#### [Your objective]
Find the line in the entries below that contains "In the photo above, where can the dark background". Repeat it exactly, and every line after it through the line that contains "In the photo above, where can the infield".

[[ Records for the task, beginning ]]

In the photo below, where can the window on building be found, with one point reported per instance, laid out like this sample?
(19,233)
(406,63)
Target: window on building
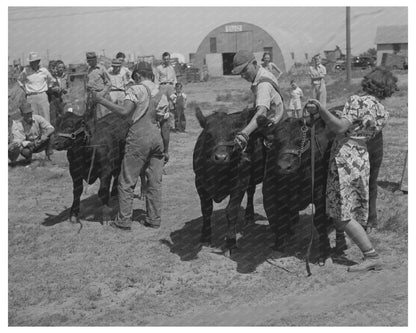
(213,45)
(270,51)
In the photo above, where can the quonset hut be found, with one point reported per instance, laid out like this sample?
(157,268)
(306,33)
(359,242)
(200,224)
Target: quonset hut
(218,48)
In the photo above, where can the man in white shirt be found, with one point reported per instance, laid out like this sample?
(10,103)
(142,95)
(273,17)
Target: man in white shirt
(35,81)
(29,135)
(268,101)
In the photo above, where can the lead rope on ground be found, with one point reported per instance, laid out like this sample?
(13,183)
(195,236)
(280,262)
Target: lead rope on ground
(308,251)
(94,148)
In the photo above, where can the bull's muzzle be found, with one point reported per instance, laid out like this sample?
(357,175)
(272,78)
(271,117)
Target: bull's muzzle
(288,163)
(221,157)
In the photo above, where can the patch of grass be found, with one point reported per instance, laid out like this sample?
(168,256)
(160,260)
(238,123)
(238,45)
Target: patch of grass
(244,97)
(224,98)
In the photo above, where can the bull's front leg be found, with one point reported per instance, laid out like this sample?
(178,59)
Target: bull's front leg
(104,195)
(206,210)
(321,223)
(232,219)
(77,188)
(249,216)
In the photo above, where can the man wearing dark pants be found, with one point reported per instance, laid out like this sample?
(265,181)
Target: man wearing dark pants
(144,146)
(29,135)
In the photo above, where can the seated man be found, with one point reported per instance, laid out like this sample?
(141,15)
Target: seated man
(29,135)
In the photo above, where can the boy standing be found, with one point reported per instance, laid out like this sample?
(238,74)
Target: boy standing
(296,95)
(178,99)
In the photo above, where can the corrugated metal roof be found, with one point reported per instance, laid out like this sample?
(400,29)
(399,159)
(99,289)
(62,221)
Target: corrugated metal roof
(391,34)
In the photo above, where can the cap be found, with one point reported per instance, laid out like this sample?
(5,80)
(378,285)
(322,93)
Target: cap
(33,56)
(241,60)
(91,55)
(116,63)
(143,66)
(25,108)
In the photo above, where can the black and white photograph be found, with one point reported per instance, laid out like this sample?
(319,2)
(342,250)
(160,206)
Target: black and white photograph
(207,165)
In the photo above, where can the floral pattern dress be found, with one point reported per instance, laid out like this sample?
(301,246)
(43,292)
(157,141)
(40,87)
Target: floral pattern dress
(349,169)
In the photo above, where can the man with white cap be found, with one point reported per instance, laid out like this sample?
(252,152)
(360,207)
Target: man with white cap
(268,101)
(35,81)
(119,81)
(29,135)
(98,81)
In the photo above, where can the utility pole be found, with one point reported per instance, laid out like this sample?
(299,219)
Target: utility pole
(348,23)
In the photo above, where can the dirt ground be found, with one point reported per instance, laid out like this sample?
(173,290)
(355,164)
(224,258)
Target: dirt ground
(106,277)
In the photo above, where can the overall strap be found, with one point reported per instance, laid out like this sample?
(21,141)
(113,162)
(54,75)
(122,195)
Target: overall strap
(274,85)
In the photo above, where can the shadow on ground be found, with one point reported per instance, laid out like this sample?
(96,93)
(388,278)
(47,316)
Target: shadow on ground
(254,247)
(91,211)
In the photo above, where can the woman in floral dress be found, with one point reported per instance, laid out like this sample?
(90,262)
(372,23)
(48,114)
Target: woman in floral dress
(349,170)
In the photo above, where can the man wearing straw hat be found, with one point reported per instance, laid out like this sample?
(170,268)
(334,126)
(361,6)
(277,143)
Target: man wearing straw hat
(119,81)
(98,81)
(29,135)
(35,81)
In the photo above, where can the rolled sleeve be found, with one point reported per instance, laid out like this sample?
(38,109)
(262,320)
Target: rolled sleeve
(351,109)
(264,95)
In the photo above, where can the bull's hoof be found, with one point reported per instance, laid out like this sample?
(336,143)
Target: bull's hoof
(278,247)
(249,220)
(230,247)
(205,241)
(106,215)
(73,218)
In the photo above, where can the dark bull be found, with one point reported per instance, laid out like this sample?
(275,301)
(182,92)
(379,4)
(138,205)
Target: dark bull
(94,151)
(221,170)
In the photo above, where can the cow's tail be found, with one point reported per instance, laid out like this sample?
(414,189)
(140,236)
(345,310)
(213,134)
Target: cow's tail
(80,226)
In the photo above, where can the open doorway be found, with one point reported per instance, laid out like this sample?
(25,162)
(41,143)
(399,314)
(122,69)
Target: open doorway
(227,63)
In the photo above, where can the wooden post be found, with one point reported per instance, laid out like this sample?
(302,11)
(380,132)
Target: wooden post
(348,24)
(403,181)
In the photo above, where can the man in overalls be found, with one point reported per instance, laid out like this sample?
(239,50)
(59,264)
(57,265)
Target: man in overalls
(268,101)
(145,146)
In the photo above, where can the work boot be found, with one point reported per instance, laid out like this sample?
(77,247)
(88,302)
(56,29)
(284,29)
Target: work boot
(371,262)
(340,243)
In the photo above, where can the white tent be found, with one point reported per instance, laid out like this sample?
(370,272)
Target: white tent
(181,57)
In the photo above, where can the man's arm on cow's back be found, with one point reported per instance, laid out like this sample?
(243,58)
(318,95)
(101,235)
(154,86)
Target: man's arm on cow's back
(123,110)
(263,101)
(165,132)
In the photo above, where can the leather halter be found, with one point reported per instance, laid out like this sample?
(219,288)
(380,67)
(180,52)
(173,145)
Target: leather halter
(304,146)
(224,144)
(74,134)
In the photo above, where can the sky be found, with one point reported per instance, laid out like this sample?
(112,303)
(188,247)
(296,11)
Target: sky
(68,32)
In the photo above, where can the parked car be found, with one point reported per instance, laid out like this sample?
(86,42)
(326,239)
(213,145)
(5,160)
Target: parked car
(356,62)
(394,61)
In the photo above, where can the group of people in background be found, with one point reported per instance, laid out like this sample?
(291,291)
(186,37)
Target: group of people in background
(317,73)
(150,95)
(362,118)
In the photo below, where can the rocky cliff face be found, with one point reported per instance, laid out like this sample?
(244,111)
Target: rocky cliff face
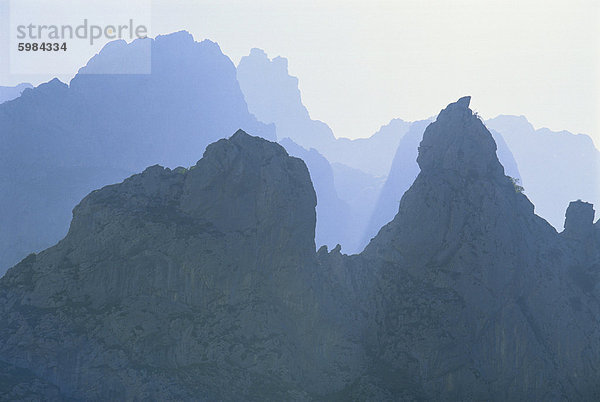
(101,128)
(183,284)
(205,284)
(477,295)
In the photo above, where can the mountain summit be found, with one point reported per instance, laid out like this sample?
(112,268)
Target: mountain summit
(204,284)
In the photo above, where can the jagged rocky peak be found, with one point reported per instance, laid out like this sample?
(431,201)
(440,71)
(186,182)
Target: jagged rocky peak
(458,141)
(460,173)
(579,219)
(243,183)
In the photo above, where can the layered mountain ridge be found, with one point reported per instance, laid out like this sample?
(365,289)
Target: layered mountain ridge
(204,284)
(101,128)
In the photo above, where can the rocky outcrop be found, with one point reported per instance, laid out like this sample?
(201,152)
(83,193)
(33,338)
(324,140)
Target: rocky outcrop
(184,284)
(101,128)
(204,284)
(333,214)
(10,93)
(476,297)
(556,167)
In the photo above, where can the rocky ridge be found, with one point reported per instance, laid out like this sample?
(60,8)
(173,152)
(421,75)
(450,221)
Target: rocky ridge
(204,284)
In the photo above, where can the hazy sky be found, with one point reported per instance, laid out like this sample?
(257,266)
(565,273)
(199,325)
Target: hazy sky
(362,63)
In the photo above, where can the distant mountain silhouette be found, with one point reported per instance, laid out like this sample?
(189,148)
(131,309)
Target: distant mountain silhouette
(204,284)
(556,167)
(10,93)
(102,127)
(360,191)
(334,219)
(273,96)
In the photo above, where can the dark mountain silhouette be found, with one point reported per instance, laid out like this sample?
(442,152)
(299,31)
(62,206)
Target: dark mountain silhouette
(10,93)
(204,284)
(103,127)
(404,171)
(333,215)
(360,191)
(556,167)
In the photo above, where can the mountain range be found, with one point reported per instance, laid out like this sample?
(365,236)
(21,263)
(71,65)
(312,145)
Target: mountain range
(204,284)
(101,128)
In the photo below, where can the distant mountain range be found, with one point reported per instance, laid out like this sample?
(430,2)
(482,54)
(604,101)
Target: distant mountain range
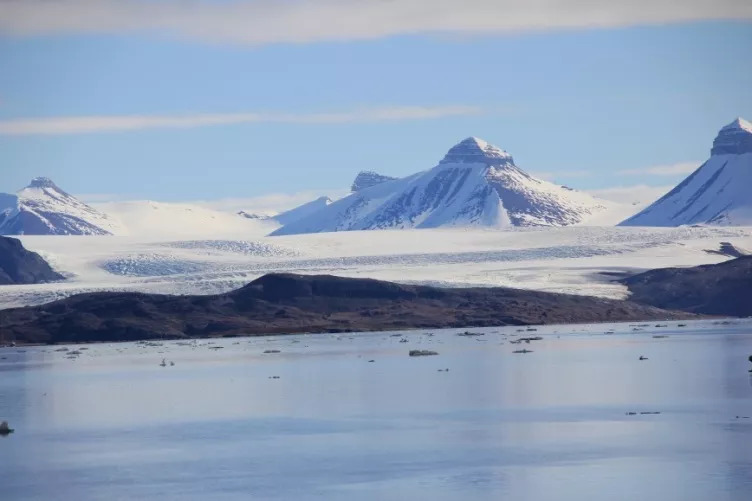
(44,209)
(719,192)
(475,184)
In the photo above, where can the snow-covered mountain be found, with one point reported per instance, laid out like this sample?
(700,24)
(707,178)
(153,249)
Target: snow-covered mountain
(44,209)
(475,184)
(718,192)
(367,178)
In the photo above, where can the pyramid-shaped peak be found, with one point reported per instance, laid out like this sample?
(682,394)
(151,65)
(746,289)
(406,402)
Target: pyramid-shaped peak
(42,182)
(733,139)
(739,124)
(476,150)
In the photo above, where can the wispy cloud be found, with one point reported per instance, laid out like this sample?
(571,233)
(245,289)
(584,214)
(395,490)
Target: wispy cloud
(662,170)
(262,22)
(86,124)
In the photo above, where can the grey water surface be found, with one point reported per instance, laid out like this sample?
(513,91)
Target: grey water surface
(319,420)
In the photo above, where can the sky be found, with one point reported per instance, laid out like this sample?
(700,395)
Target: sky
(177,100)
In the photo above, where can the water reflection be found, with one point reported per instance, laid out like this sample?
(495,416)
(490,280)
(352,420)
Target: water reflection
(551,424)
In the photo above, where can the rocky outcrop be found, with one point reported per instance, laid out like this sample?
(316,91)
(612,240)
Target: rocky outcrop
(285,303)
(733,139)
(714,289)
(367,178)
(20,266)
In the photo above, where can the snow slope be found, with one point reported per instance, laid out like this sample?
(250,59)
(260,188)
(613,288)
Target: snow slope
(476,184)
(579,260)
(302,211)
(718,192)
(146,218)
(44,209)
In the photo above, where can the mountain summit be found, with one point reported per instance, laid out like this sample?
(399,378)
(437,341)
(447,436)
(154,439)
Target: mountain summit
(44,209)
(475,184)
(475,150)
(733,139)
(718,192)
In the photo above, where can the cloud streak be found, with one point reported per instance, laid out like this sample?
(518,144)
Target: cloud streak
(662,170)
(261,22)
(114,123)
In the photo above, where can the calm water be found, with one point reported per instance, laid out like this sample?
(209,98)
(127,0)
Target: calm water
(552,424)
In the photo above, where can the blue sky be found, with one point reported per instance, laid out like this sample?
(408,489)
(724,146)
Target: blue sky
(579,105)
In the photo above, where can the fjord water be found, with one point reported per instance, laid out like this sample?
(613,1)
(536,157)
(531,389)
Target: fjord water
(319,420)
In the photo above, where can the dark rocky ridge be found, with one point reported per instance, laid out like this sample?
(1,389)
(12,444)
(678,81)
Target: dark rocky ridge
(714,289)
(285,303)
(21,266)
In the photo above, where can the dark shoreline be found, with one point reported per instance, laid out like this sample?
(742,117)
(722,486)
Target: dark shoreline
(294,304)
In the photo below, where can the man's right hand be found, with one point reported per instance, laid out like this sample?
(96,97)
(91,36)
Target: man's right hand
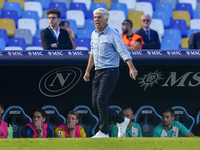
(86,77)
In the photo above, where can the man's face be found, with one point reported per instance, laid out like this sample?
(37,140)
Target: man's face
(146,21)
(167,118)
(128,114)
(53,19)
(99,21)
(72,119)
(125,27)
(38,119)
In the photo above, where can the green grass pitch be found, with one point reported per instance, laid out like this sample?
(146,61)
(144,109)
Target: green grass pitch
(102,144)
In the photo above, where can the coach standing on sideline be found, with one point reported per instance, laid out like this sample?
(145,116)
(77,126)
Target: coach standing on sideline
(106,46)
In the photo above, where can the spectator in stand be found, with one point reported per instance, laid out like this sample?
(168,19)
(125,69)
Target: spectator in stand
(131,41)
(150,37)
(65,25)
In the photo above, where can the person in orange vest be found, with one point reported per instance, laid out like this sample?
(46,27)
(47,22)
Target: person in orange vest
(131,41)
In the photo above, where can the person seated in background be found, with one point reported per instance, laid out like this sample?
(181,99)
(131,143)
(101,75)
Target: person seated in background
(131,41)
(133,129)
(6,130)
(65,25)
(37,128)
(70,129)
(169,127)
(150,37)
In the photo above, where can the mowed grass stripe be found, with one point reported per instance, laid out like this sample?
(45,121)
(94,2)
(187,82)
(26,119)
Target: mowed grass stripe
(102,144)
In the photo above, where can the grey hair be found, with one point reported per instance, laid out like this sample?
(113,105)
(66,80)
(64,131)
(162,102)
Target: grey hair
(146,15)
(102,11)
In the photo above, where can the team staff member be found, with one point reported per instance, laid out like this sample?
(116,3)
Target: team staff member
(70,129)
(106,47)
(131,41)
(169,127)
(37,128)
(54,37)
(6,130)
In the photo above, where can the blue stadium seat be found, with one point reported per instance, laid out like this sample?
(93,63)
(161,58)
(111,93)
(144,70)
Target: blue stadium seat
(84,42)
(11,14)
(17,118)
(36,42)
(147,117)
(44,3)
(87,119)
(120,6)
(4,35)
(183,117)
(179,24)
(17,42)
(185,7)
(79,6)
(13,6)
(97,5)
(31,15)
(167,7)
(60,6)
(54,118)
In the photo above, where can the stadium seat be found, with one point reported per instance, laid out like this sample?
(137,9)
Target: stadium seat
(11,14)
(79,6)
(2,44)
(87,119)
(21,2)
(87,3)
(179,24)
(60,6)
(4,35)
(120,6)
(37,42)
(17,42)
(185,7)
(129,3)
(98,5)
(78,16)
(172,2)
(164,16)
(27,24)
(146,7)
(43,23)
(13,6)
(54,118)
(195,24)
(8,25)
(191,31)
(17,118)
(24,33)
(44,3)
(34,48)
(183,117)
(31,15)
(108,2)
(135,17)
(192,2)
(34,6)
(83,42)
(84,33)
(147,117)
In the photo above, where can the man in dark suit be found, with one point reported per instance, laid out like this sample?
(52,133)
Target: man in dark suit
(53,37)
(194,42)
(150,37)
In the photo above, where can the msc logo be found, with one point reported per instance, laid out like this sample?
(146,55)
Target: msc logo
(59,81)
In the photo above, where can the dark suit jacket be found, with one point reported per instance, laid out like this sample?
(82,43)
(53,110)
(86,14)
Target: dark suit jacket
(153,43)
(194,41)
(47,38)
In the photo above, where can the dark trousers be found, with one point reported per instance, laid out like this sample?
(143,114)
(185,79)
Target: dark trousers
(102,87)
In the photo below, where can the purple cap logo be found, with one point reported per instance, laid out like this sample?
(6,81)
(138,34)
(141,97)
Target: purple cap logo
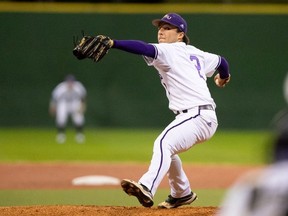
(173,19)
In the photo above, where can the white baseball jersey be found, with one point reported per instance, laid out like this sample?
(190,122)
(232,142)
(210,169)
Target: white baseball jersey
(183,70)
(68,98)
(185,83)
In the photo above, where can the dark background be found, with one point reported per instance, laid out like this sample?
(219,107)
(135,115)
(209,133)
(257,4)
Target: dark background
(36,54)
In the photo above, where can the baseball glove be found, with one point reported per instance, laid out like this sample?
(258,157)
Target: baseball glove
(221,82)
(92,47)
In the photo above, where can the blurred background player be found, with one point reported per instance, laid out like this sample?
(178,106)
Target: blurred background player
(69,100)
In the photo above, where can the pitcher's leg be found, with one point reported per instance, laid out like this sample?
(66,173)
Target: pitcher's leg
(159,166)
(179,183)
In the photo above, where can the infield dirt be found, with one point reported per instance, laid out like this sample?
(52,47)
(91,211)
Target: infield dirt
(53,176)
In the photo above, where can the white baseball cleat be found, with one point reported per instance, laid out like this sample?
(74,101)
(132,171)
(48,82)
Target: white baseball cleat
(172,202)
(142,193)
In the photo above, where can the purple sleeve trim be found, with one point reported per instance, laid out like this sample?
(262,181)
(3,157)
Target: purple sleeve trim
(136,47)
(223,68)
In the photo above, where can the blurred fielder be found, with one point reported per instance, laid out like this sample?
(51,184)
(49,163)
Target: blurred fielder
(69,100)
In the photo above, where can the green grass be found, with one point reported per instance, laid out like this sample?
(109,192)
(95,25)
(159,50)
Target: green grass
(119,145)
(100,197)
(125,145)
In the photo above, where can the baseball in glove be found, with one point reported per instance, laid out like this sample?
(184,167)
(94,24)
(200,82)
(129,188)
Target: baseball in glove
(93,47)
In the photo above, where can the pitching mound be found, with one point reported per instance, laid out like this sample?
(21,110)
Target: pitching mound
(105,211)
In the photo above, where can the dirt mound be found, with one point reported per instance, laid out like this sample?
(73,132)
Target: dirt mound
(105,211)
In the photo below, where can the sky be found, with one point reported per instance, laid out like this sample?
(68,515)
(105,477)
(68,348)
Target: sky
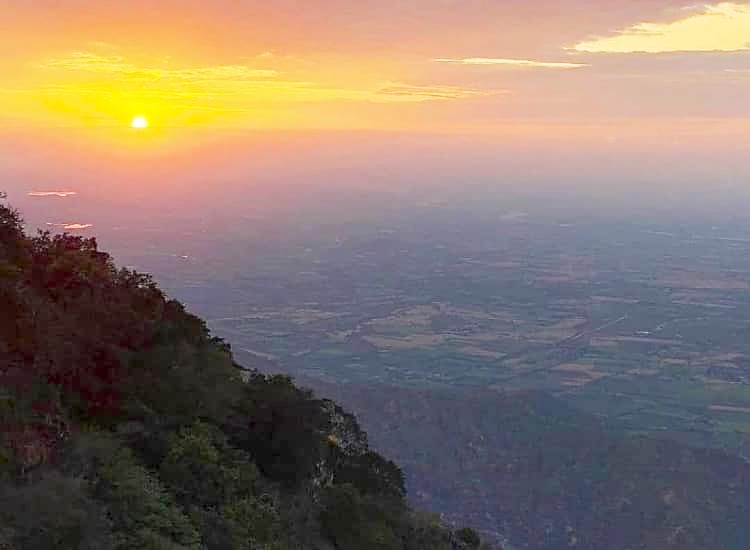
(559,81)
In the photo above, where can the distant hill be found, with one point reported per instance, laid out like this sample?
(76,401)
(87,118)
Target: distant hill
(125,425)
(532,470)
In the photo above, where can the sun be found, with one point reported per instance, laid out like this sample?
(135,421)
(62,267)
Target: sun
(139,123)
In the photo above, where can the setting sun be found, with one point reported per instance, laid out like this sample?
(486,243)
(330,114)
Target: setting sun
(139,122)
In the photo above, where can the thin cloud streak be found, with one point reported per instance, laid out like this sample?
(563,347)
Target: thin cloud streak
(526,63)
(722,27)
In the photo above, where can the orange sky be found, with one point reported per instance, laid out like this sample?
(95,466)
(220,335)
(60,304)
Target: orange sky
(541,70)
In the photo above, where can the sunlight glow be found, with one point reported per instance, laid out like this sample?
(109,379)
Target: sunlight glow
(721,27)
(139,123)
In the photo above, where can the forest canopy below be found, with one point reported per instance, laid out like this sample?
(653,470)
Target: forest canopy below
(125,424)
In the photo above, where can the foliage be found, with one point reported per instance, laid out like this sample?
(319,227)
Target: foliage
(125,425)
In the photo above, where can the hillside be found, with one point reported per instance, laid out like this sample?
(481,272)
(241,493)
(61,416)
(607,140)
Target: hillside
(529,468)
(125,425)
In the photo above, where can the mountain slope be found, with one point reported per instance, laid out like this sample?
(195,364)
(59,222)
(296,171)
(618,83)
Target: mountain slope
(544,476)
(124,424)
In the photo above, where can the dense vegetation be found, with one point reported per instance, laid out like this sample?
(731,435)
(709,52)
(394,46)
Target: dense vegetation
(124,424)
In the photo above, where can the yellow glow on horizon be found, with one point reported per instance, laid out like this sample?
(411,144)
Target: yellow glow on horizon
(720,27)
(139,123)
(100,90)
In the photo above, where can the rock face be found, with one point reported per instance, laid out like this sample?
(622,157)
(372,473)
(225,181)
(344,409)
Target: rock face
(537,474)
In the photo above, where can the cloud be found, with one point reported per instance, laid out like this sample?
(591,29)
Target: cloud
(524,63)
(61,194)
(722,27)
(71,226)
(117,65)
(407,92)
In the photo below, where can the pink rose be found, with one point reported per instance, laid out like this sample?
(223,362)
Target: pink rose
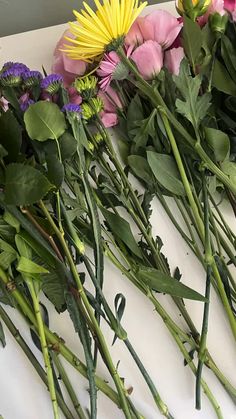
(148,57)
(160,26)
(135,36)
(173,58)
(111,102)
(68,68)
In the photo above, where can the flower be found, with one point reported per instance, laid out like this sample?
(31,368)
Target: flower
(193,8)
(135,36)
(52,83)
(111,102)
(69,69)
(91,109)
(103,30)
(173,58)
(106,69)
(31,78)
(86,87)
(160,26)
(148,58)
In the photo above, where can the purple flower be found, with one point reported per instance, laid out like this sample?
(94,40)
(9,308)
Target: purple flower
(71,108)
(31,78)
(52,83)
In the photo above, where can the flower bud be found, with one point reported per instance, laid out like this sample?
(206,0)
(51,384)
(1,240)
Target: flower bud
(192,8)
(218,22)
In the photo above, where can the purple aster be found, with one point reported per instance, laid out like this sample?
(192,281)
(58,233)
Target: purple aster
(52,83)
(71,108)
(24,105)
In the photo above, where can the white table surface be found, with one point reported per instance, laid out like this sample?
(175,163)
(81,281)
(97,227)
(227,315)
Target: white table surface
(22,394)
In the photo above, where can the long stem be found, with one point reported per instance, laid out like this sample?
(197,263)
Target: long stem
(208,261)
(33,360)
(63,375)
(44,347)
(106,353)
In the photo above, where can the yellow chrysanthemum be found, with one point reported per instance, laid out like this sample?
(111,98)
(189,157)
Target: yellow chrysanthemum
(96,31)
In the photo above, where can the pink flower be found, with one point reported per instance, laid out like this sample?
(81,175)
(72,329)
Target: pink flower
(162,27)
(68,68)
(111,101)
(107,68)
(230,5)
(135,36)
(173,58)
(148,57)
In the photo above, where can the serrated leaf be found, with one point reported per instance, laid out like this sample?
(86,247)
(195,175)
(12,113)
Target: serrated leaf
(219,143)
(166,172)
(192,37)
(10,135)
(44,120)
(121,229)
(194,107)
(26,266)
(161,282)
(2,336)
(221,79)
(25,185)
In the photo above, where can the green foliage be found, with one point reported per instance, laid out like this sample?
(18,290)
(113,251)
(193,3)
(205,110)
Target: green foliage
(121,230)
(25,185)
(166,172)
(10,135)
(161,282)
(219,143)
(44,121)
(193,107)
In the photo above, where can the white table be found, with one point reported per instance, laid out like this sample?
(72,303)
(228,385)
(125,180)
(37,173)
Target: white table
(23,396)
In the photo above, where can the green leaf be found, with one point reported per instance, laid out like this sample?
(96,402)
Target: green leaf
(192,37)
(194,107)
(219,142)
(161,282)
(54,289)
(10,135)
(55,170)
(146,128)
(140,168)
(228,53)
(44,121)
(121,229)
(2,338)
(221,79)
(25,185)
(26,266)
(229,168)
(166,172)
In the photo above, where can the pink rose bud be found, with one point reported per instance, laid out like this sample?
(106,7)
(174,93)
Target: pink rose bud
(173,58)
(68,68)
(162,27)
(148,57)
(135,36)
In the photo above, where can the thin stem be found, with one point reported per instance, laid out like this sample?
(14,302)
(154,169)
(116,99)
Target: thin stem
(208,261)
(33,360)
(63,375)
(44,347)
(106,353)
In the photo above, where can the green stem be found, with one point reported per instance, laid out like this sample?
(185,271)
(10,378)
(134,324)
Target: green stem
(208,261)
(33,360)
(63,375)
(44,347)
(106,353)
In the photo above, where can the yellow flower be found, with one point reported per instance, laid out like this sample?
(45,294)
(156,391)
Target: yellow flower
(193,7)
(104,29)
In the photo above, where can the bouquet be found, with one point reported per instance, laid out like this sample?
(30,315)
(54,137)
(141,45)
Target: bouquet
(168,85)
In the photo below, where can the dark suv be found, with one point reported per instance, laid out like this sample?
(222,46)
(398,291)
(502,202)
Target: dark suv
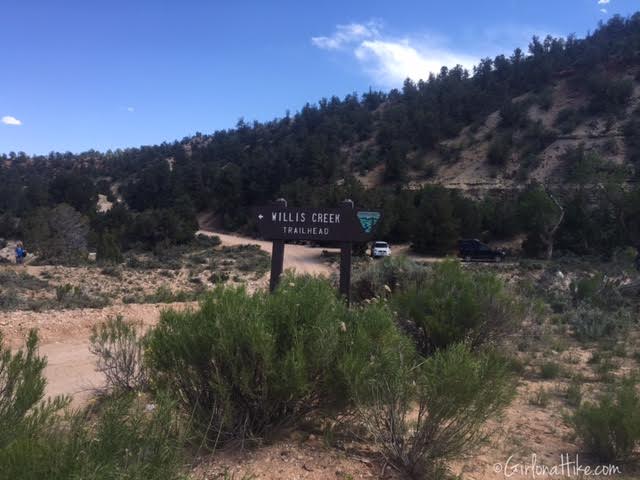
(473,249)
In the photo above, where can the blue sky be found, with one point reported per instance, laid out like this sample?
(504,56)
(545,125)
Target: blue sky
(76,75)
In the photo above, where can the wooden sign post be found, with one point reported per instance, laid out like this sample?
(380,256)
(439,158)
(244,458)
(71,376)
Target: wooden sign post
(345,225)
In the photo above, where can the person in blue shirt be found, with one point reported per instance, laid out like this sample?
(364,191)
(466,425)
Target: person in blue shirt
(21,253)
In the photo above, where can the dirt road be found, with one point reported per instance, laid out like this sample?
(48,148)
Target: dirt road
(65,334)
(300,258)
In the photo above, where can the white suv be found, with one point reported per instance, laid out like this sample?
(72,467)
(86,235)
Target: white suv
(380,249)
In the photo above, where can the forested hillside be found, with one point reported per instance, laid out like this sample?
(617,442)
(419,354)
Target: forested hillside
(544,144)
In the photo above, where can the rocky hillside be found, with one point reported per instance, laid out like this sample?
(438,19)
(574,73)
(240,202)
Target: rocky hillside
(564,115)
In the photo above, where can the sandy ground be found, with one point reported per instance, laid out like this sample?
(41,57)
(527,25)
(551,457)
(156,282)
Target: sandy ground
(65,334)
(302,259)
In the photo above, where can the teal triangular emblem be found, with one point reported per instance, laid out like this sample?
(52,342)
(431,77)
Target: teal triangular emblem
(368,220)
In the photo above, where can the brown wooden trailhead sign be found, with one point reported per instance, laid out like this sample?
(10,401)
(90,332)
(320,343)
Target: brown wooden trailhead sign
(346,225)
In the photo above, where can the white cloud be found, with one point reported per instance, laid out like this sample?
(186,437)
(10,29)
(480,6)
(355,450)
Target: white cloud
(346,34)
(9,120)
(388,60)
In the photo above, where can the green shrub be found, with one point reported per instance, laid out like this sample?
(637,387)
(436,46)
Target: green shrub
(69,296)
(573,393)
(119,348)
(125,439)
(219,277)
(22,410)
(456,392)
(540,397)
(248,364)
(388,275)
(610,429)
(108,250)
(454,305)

[[ Records for the task, end ]]

#### [Exercise answer]
In the photo above, where can the dark background be found, with one point reported per instance, laid out like this sample?
(219,107)
(135,115)
(209,133)
(257,4)
Target: dark background
(36,54)
In the photo above, where can the baseball glove be found, with one point reported per instance, laid out like this sample?
(258,157)
Target: baseball glove
(221,82)
(92,47)
In the photo above, where can the blurred background player be found, with one point reported per instance, laid out like this sample?
(178,106)
Target: blurred background player
(69,100)
In the photo above, where can the pitcher's leg be found, with one point reported per instance, laid out like this sample?
(66,173)
Target: pitcher's leg
(159,166)
(179,183)
In the photo above, where can the infield dirt be found, with one point reported per instance, laid out like this sample?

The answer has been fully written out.